_Reading text_:
----
The most immediate and substantial response came from author Lincoln Michel, who went to work debunking this statistic; he has a long history of commenting knowledgeably on the industry for an audience of authors. We both assumed that the stat was likely derived from BookScan figures, which only measure US sales of print books through retail channels, such as bookstores, online retailers, and mass merchandisers. I immediately commented on his article, then available for free, guessing the figure probably included many types of publishers, some of whom may not focus on print sales or bookstore sales. On the other hand, traditionally published authors tend to highly value bookstore sales. I wrote, “So in that regard, I think it’s a helpful reminder that print bookstore sales may not drive a book’s success and a lot depends on the publisher and category of book.”
----
According to the excerpt about the book-sales statistic, through which retail channels do BookScan figures measure US print book sales? List every channel it names. Draw only on the excerpt about the book-sales statistic to complete the task.

(Object position labeling entries)
----
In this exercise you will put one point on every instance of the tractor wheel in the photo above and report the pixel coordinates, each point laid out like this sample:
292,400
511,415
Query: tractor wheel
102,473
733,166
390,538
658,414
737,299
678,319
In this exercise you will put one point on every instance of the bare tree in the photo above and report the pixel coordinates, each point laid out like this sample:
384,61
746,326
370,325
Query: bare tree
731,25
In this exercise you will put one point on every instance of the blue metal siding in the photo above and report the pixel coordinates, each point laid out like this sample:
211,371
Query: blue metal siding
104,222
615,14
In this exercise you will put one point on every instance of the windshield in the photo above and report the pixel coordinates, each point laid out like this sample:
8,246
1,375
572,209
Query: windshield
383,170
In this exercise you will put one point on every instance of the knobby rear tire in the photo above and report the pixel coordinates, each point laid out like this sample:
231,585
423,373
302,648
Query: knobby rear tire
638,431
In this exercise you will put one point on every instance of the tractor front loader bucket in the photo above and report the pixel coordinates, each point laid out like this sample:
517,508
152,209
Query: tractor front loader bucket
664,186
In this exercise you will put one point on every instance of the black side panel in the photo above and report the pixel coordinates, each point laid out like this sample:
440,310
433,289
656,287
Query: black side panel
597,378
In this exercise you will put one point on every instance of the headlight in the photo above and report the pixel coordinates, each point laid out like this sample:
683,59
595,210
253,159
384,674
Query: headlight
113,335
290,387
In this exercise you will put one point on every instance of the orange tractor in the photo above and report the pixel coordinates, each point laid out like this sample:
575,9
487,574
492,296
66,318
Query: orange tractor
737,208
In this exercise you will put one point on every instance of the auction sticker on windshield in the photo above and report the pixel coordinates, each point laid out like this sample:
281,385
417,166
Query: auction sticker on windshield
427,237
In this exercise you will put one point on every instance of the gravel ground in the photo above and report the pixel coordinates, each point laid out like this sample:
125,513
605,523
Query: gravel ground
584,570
----
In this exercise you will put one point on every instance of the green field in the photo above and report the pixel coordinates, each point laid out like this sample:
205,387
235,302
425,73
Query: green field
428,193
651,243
----
_Correct output_:
- Bookstores
- Online retailers
- Mass merchandisers